Your objective: How many lines in the entries below contain the string "street"? Reply with the number alone.

Dataset records:
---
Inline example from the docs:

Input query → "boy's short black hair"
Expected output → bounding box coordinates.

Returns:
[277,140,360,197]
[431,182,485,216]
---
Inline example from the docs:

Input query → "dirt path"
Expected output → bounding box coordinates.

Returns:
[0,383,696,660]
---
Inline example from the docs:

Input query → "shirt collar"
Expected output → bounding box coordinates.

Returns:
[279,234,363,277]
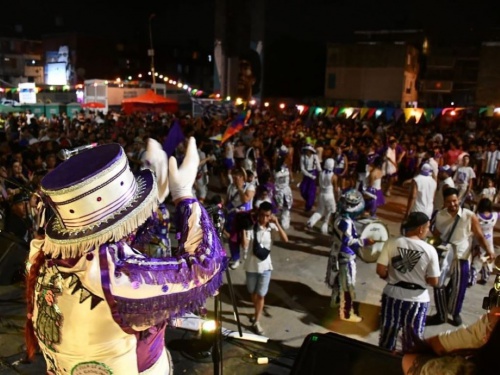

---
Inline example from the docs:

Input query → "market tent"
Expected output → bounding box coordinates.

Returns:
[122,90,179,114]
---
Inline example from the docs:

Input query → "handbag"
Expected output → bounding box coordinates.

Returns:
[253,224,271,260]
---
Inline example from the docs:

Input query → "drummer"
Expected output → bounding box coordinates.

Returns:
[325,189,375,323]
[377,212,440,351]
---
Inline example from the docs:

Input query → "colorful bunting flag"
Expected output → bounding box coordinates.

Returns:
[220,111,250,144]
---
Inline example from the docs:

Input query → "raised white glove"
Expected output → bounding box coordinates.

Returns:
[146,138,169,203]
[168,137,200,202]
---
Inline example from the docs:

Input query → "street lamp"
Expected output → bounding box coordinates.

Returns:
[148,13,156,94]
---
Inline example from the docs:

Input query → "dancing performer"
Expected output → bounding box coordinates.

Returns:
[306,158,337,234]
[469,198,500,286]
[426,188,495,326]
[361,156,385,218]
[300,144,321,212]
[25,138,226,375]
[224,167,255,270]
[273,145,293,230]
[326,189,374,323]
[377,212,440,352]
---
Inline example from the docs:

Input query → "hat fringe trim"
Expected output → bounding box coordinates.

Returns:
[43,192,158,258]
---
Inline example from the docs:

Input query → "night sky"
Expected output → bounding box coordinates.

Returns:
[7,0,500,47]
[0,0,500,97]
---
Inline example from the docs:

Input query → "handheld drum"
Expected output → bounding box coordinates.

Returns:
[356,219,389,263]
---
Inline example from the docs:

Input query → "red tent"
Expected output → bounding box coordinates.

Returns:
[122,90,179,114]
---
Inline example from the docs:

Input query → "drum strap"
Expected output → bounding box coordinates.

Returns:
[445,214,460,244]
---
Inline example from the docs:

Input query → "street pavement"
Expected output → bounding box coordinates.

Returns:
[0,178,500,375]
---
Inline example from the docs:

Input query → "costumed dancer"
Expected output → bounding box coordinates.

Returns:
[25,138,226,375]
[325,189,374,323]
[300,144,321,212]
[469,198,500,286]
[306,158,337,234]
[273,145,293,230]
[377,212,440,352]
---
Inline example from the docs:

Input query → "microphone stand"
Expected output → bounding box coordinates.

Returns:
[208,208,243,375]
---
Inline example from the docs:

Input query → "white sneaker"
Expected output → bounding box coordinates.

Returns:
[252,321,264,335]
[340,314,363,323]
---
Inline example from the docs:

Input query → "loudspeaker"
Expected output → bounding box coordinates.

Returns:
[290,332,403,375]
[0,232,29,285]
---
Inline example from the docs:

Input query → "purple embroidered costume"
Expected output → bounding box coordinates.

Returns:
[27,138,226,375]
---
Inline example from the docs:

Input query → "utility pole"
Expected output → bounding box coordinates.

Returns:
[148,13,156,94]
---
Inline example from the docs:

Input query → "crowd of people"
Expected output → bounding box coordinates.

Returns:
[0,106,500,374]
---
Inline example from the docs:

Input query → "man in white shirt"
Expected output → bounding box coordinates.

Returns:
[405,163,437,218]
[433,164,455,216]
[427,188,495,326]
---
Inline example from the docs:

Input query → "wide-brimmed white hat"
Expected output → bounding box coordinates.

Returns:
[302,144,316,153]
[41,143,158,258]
--
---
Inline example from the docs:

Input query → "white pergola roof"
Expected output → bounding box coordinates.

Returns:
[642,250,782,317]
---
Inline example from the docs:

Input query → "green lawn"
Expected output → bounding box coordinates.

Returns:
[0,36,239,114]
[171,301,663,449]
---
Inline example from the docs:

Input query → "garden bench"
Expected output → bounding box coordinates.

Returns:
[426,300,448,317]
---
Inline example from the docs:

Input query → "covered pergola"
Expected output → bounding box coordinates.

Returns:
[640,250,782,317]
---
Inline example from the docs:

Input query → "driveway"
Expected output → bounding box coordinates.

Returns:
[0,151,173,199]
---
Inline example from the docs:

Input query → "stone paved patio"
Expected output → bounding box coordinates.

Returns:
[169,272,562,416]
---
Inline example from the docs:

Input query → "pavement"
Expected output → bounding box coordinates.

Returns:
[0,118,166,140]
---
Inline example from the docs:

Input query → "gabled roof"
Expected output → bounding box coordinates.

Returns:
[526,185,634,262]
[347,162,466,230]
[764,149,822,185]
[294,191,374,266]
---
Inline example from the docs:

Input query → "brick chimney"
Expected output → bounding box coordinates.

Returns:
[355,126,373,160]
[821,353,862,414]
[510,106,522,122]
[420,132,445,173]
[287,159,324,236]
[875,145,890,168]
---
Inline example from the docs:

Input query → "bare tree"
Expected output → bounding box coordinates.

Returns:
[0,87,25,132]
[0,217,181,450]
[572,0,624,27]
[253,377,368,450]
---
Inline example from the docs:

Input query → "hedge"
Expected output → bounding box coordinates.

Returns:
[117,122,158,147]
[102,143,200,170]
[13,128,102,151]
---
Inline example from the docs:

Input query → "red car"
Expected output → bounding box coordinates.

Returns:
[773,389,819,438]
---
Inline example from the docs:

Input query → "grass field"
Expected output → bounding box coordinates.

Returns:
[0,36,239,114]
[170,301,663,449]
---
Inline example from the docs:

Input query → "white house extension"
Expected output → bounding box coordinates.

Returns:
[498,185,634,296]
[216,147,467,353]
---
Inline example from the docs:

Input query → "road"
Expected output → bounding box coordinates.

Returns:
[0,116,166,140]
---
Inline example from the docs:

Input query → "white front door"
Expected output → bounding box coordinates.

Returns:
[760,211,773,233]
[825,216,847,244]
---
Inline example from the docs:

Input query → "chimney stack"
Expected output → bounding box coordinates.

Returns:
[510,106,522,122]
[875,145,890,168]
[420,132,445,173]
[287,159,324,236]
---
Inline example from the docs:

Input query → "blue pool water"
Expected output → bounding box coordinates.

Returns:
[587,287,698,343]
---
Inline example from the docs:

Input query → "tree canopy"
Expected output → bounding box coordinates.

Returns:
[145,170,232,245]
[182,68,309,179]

Answer to this exercise: 2